With the pictures left out, output the records below exactly.

Dataset items

************

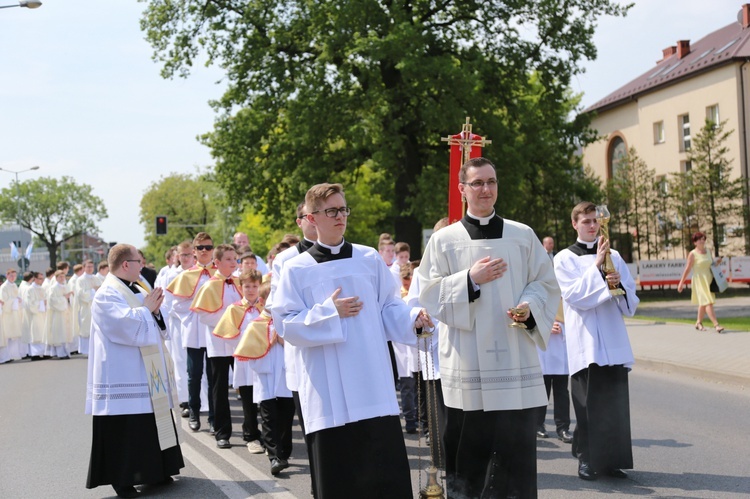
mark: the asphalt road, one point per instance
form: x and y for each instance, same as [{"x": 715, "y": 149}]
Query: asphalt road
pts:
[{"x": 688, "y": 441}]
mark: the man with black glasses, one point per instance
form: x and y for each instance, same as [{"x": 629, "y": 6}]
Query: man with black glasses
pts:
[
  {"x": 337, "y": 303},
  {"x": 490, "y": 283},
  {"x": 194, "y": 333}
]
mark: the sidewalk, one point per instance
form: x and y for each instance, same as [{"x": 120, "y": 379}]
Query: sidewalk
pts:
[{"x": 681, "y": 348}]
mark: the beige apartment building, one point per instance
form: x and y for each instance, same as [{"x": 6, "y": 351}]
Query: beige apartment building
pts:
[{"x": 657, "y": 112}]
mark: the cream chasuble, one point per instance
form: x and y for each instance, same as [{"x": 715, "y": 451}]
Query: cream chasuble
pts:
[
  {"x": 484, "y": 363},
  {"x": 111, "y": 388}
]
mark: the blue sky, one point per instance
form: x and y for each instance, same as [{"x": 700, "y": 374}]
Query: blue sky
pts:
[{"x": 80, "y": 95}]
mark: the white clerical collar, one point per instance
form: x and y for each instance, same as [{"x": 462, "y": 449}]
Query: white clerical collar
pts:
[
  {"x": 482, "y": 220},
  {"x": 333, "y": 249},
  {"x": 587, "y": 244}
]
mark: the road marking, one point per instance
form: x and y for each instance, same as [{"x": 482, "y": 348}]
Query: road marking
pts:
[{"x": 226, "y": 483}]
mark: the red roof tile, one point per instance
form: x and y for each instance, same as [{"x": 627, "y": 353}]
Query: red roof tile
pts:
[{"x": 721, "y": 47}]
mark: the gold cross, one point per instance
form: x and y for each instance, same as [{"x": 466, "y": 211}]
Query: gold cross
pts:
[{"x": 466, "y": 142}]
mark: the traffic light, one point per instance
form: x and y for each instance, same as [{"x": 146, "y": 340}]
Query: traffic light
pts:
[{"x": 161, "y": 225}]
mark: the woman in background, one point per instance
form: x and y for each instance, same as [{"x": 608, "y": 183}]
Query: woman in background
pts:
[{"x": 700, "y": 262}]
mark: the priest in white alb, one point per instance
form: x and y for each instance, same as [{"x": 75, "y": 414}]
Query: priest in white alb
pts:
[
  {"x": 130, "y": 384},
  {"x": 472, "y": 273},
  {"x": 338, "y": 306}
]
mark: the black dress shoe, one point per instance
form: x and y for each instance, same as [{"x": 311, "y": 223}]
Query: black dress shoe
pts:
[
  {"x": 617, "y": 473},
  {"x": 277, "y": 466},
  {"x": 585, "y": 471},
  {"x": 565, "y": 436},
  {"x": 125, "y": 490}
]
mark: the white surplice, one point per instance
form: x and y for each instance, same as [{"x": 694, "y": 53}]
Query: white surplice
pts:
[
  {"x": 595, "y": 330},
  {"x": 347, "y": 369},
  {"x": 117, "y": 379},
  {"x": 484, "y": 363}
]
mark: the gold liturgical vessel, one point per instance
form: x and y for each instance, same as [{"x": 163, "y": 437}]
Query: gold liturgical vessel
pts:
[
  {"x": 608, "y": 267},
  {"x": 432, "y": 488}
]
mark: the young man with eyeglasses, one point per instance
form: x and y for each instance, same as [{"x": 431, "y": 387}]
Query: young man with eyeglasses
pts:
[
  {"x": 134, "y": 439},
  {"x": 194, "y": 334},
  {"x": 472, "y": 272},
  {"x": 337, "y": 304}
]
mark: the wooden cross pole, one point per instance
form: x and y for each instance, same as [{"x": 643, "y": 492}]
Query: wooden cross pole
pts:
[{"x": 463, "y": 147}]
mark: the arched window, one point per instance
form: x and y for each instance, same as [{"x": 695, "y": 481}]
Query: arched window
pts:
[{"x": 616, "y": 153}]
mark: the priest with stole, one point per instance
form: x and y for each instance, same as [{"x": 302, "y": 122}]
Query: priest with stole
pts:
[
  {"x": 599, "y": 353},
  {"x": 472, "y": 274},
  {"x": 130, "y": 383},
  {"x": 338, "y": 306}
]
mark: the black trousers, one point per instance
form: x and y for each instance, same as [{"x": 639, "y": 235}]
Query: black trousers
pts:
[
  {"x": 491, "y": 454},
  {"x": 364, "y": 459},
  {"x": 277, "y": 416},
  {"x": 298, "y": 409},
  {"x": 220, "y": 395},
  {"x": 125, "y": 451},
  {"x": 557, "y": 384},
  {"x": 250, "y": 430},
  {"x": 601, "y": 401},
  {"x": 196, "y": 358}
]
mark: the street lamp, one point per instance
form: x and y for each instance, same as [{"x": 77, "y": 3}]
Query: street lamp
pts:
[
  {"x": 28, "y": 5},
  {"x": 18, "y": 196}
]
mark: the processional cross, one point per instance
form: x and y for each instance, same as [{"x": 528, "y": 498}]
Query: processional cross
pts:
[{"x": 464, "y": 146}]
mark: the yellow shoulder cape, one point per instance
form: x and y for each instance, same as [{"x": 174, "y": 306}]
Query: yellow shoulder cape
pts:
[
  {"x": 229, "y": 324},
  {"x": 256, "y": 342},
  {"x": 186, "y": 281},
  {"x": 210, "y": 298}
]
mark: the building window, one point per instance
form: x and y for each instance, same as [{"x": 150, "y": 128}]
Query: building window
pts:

************

*Response*:
mark: the asphalt road, one point per instance
form: x and y for each instance, same as [{"x": 715, "y": 149}]
Query: asphalt road
pts:
[{"x": 688, "y": 441}]
mark: the man with black glasses, one point per instance
form: x and y for each instance, same as [{"x": 629, "y": 6}]
Query: man with black glasses
pts:
[
  {"x": 337, "y": 303},
  {"x": 490, "y": 283},
  {"x": 194, "y": 333}
]
mark: the sidewalk, one point per instance
form: x and y for each instance, same as [{"x": 120, "y": 379}]
Query: sidewalk
pts:
[{"x": 681, "y": 348}]
mark: the beige apartment building, one point per instance
form: x and y for each instance, same as [{"x": 6, "y": 351}]
Query: beige apartment building
pts:
[{"x": 657, "y": 112}]
mark: the cream chasuble, one point per instance
form: x and y for each instance, same as [{"x": 715, "y": 451}]
Query: cream chasuble
pts:
[
  {"x": 484, "y": 363},
  {"x": 111, "y": 388}
]
mark: the blue sky, one point per instance
form: x and y for each instance, same as [{"x": 700, "y": 374}]
Query: blue sky
pts:
[{"x": 80, "y": 95}]
mark: the white clerical collar, one point per instance
form: x and y for each instance, same as [{"x": 462, "y": 449}]
Query: white clerical collar
pts:
[
  {"x": 482, "y": 220},
  {"x": 333, "y": 249},
  {"x": 587, "y": 244}
]
mark: the road marking, one point per instance
form: x and y for each instance, same as [{"x": 482, "y": 348}]
Query: road marking
pts:
[{"x": 226, "y": 483}]
mark: the red roof tile, one point per instance
form: x and y for each instance, same as [{"x": 627, "y": 353}]
Query: red roof tile
pts:
[{"x": 721, "y": 47}]
mark: the gold cross, one point per instance
form: x and y for each instance, same as [{"x": 466, "y": 211}]
Query: gold cross
pts:
[{"x": 466, "y": 142}]
mark: the traffic light, one point per instance
form: x and y for each instance, same as [{"x": 146, "y": 340}]
Query: traffic light
pts:
[{"x": 161, "y": 225}]
mark: the woman in background, one point per instance
form: x and y for each instance, same as [{"x": 608, "y": 183}]
Query: woman in background
pts:
[{"x": 700, "y": 262}]
mark: the priest in white alb, one point per instance
form: x and y for each instance, same as [{"x": 75, "y": 414}]
Query: priest in white alb
pts:
[
  {"x": 130, "y": 384},
  {"x": 472, "y": 273},
  {"x": 338, "y": 306}
]
mark: the black dress shoe, one point per instance
form: x and y for each instance, same as [{"x": 311, "y": 223}]
Query: black dress shoe
pts:
[
  {"x": 617, "y": 473},
  {"x": 277, "y": 466},
  {"x": 585, "y": 471},
  {"x": 565, "y": 436},
  {"x": 125, "y": 490}
]
mark: the white surplice, one point per instance
form: x and y for each instance, same as [{"x": 694, "y": 53}]
Query: white surplice
pts:
[
  {"x": 595, "y": 330},
  {"x": 347, "y": 369},
  {"x": 117, "y": 379},
  {"x": 484, "y": 363}
]
mark: the gold liturgical vessel, one point per instance
form: x and y for each instance, same as [{"x": 163, "y": 437}]
Query: gold liturgical vessel
pts:
[
  {"x": 608, "y": 267},
  {"x": 432, "y": 488}
]
mark: the young man with eyeglasses, one point per instance
form: x and y for each instance, same as [{"x": 431, "y": 387}]
Query: young man with eyeglasses
pts:
[
  {"x": 134, "y": 439},
  {"x": 194, "y": 334},
  {"x": 472, "y": 272},
  {"x": 337, "y": 304}
]
mark: the wooden cross pole, one point per instance
form: x and y for each instance, same as [{"x": 643, "y": 492}]
Query: wooden cross pole
pts:
[{"x": 463, "y": 147}]
mark: the arched window, one point per instance
form: x and y for each instance, same as [{"x": 695, "y": 481}]
Query: arched window
pts:
[{"x": 616, "y": 153}]
mark: the priest with stole, one point per instance
form: x and y for each instance, same as [{"x": 302, "y": 122}]
Query: priest with stole
pts:
[
  {"x": 599, "y": 353},
  {"x": 472, "y": 274},
  {"x": 130, "y": 383},
  {"x": 338, "y": 306}
]
mark: the black trousers, one point per instance
form: x and y for each instance, same as [{"x": 639, "y": 235}]
Query: black trousers
pts:
[
  {"x": 491, "y": 454},
  {"x": 364, "y": 459},
  {"x": 277, "y": 416},
  {"x": 298, "y": 409},
  {"x": 220, "y": 395},
  {"x": 125, "y": 451},
  {"x": 557, "y": 384},
  {"x": 250, "y": 430},
  {"x": 601, "y": 401},
  {"x": 196, "y": 358}
]
mark: the street lamp, one point per instance
form: x and y for each instance, same as [{"x": 77, "y": 3}]
Query: street lamp
pts:
[
  {"x": 28, "y": 5},
  {"x": 18, "y": 196}
]
mark: the processional cross, one point per instance
form: x and y for each instance, same as [{"x": 528, "y": 498}]
Query: processional cross
pts:
[{"x": 464, "y": 146}]
mark: the yellow shoulder cape, one point per instance
form: x and y for each instance, same as [{"x": 174, "y": 306}]
Query: yellow shoulder cape
pts:
[
  {"x": 229, "y": 324},
  {"x": 256, "y": 342},
  {"x": 186, "y": 281},
  {"x": 210, "y": 298}
]
mark: the building window, one point per instance
form: x and y for each instance, same as [{"x": 150, "y": 128}]
Query: building window
pts:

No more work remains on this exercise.